**Task prompt:** Render the lines from the one containing "Note: for this drill, mark the man in white" through the end as a Markdown table with the columns Row and Line, skipping blank lines. Leave the pictures out.

☆ ☆ ☆ ☆ ☆ ☆ ☆

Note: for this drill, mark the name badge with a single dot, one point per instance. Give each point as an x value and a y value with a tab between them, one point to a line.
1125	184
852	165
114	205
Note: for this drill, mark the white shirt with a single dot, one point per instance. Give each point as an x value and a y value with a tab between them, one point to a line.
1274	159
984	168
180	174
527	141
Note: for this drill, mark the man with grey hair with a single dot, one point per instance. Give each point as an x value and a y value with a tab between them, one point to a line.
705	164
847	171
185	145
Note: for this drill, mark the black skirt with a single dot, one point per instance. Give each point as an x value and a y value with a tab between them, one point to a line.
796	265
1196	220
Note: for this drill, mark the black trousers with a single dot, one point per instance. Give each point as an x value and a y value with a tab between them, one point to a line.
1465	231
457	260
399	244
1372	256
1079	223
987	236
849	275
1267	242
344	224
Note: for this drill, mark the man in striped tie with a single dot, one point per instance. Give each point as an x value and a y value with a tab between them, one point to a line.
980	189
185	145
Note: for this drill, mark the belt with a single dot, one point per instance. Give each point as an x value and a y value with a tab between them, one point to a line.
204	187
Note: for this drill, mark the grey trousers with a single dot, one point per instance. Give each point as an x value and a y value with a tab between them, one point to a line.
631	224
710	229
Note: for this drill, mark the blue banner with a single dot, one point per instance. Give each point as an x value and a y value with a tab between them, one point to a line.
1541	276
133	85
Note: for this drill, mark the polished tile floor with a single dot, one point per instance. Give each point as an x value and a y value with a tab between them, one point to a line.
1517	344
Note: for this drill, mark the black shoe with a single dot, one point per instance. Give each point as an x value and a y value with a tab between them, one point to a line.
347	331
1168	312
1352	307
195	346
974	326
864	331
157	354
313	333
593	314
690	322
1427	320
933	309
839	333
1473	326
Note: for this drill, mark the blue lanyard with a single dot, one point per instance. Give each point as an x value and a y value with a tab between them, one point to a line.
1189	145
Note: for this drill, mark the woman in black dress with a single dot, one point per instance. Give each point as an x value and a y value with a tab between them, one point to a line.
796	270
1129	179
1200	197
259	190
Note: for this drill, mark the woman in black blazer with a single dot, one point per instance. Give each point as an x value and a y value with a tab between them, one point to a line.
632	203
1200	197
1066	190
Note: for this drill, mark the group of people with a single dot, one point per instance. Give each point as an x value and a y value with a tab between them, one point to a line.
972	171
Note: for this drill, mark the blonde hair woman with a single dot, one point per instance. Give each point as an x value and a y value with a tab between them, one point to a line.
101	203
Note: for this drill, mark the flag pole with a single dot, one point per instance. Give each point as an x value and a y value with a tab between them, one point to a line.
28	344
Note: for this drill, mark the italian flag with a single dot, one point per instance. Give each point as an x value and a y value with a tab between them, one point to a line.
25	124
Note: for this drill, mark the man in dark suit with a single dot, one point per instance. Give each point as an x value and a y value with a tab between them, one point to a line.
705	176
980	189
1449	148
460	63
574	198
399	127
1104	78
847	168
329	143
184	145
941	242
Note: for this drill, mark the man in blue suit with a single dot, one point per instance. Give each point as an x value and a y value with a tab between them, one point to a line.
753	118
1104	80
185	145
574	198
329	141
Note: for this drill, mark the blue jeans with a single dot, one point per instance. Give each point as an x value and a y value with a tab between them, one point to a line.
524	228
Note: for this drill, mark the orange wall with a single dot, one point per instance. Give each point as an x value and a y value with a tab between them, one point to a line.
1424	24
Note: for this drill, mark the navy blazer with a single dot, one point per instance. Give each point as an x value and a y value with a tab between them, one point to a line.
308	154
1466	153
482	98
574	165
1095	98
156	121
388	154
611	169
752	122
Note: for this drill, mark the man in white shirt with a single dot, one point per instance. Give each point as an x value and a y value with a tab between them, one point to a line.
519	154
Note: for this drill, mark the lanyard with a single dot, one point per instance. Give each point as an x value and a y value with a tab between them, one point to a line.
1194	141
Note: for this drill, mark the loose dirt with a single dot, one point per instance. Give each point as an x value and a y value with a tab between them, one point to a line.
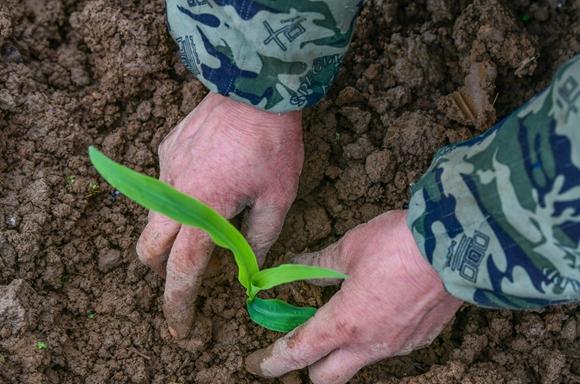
419	75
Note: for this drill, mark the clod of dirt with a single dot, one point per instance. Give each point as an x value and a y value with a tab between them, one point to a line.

☆ ☆ ☆ ☆ ☆ ☆ ☆

**Expected answer:**
| Row | Line |
|---|---|
| 1 | Note: for this drill, mark the man in white shirt with a single dot, one point per instance. Give each point as an x value and a y value with a tab between them, one point to a line. |
| 2 | 519	154 |
| 3 | Note: for this drill, mark the lanyard with a single dot, one point per instance. Give each point as an x value and a y value with a tab between them, one point to a line. |
| 4 | 1194	141 |
| 5 | Note: for this drill, mark the loose dirt with a single dot, one point per instance. Give each point as an x value and a y value with a tab between them, one point to a line. |
| 6 | 419	75 |
| 7 | Note: for this drill, mark the clod of dirt with a single dot, one point per instance. Give each point as an x value and a y value with a tab between them, one point to a line. |